## DATASET ENTRIES
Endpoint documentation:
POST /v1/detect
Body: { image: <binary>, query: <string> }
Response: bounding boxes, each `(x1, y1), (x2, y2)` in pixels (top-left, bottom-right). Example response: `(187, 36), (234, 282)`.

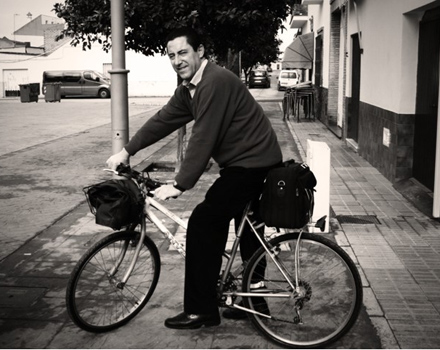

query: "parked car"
(277, 70), (299, 91)
(249, 70), (270, 89)
(43, 70), (110, 98)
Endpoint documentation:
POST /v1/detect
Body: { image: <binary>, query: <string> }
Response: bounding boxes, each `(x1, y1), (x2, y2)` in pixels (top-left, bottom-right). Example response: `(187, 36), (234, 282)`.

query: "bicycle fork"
(107, 215), (147, 289)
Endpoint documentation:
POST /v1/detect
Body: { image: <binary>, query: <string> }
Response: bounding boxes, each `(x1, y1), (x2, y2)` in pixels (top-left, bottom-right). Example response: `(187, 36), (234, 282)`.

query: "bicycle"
(66, 166), (362, 348)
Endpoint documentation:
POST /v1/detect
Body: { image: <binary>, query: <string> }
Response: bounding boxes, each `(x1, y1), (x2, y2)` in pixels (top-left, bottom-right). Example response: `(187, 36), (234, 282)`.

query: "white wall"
(309, 0), (435, 114)
(347, 0), (433, 114)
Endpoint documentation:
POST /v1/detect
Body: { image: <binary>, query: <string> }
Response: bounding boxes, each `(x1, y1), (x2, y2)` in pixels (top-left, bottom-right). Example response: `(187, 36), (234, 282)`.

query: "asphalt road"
(0, 83), (380, 348)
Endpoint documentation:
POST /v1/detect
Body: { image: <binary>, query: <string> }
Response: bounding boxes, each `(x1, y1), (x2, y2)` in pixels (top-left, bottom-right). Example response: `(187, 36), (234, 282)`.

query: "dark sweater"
(125, 62), (282, 189)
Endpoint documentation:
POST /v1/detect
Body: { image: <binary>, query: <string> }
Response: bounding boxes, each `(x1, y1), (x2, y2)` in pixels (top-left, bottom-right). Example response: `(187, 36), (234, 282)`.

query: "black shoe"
(222, 298), (270, 320)
(165, 312), (220, 329)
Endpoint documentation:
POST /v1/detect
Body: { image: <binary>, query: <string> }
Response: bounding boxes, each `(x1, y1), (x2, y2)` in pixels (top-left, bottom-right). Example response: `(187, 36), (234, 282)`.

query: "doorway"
(413, 7), (440, 190)
(347, 34), (361, 142)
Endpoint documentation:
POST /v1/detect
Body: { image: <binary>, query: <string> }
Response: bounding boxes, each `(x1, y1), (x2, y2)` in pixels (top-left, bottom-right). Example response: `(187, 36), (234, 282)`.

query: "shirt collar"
(182, 58), (208, 91)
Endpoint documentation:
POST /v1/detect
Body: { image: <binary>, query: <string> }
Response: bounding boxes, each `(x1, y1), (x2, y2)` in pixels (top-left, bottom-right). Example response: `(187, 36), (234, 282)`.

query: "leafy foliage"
(54, 0), (296, 65)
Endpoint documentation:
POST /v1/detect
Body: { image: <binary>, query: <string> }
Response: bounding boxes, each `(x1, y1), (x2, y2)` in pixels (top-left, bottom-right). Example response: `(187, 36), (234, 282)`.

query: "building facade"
(292, 0), (440, 217)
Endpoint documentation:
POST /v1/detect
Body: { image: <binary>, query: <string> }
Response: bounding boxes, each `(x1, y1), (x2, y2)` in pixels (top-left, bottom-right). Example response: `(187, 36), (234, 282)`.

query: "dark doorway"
(413, 7), (440, 190)
(347, 34), (361, 142)
(315, 31), (326, 119)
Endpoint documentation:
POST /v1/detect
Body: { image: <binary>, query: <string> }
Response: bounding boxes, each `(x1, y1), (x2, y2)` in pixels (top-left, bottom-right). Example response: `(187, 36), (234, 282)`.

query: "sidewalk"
(289, 111), (440, 348)
(0, 94), (440, 348)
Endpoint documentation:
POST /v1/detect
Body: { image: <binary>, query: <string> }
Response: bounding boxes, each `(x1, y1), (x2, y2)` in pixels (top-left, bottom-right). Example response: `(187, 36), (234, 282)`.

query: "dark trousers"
(184, 167), (270, 314)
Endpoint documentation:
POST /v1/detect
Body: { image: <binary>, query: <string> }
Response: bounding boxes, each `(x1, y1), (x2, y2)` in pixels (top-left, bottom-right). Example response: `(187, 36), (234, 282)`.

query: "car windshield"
(281, 72), (296, 79)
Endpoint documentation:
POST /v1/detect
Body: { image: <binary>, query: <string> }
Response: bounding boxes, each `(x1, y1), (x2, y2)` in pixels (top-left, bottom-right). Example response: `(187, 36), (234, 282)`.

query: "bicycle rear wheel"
(66, 231), (160, 332)
(243, 233), (363, 348)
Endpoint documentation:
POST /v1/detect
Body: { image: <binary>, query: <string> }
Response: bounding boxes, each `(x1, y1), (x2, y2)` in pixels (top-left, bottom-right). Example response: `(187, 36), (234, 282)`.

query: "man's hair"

## WHAT TO DO
Copy the data character for character, but drop all pictures from the copy.

## EXERCISE RESULT
Endpoint documentation:
POST /v1/detect
Body: { image: <binary>, query: <string> }
Response: bounding boxes, each `(x1, y1), (x2, y2)` in pixels (top-left, bottom-right). Example response: `(187, 36), (234, 282)`.


query: "parked car"
(277, 70), (299, 91)
(249, 70), (270, 89)
(43, 70), (110, 98)
Endpoint documentation:
POST /v1/detect
Body: { image: <binary>, query: <string> }
Response: bounding boxes, each `(x1, y1), (x2, y2)` in pixels (top-left, bottom-right). Example response: `(187, 36), (234, 282)`.

query: "bicycle fork"
(107, 215), (147, 289)
Endpoint documentation:
POST /v1/detect
Body: { image: <binary>, query: <string> }
Response: bounding boxes, each `(x1, y1), (x2, y2)` in pixels (top-left, bottom-right). Example response: `(187, 36), (234, 282)`.

query: "bicycle"
(66, 166), (362, 348)
Endpoint documentation:
POST /v1/detect
Body: { image: <binary>, query: <string> }
Response: bounding boxes, each `(x1, y1), (x2, y2)` in pixels (top-left, bottom-right). Example response: `(187, 36), (234, 282)`.

query: "white wall"
(309, 0), (435, 114)
(347, 0), (433, 114)
Endpoint documentation:
POST /v1/detect
Body: { image: <binary>, query: <string> }
Response: bounding boxes, each `(x1, y1), (x2, y2)` in pixels (top-left, bottom-right). Example response: `(187, 36), (234, 282)`.

query: "asphalt road"
(0, 83), (380, 348)
Endpoint documentation:
POST /v1/detect
Body: { image: <binary>, query: <string> }
Response: bounding boxes, each `(x1, y1), (x2, y2)` in pixels (top-left, bottom-right). Example response: `(187, 36), (234, 282)`.

query: "dark sweater"
(125, 62), (282, 189)
Endpoint documentation:
POST /v1/detect
Body: { image: <binary>, query: <string> }
Response: bounding boxes, each `(x1, y1), (x2, y2)` in pixels (top-left, bottom-right). Example response: `(187, 36), (234, 282)`.

query: "black shoe"
(222, 298), (270, 320)
(165, 312), (220, 329)
Endpoint documentation:
POST /v1/detect
Body: { image: <binary>, query: <string> }
Response: bounding boxes, each `(x1, y1), (x2, y2)` in pixels (top-left, bottom-right). Example response: `(187, 36), (234, 282)`.

query: "doorway"
(413, 7), (440, 190)
(347, 34), (361, 142)
Endpoint documentation:
POST /v1/detect
Body: { image: <binary>, query: <string> }
Response: bounding boxes, each `(x1, y1), (x2, y2)` in pixels (top-left, bottom-right). Example response: `(187, 36), (234, 282)`.

query: "shirt collar"
(182, 58), (208, 91)
Endpoint documentation:
POST /v1/detect
Body: { image: <binary>, query: <string> }
Response: bounding boxes, each `(x1, y1), (x2, y2)` in pixels (top-left, bottom-right). Example response: `(187, 36), (234, 282)`.

query: "leafy foliage"
(54, 0), (296, 65)
Endpoint documentation:
POST /v1/detect
Body: { image: <binary>, query: <string> }
Response: bounding boxes, each `(x1, y1), (x2, y2)` in pixels (top-left, bottom-right). Example response: `(187, 36), (234, 282)`.

query: "building facade"
(292, 0), (440, 217)
Endpoint documentation:
POST /v1/detect
Body: { image: <binary>, query: <string> }
Response: bounding boxes, each `(x1, y1), (x2, y2)` in pixels (top-left, bottom-right). Example response: `(187, 36), (234, 282)`.

query: "dark doorway"
(413, 7), (440, 190)
(347, 34), (361, 142)
(315, 31), (326, 119)
Endpoint documentation:
POST /v1/detect
Body: { image: <binary>, query: <string> }
Response: bounding boxes, each `(x1, y1), (x2, y2)` in pixels (top-left, bottom-right). Example response: `(187, 36), (234, 282)`.

query: "sidewalk"
(289, 111), (440, 348)
(0, 94), (440, 348)
Endpoint documentation:
POST /v1/detect
Body: { image: <binary>, query: <string> }
Response: bounding boxes, each `(x1, y1), (x2, y2)` in pixels (top-left, bottom-right). Example response: `(187, 36), (234, 282)`.

query: "dark trousers"
(184, 167), (270, 314)
Endpoint documentation:
POST /v1/detect
Body: { image: <binary>, query: <string> }
Response: bounding boxes, each `(x1, y1), (x2, y2)` in pixels (top-left, bottom-right). Example response: `(187, 36), (234, 282)`.

query: "car windshield"
(281, 72), (296, 79)
Endpoint documentation:
POST /v1/detect
Body: { image: <binary>, query: <string> }
Response: bounding boxes, each `(x1, y1), (x2, y2)` in pixels (top-left, bottom-right). Example response: `(187, 36), (234, 282)`.

query: "bicycle rear wheel"
(66, 231), (160, 332)
(243, 233), (363, 348)
Endpoint documentation:
POST /v1/detect
Body: { image: <binary>, query: <string> }
Response: bounding boxes, each `(x1, y1), (x2, y2)` in pixels (top-left, bottom-right). Example response: `(187, 36), (234, 282)`.

query: "man's hair"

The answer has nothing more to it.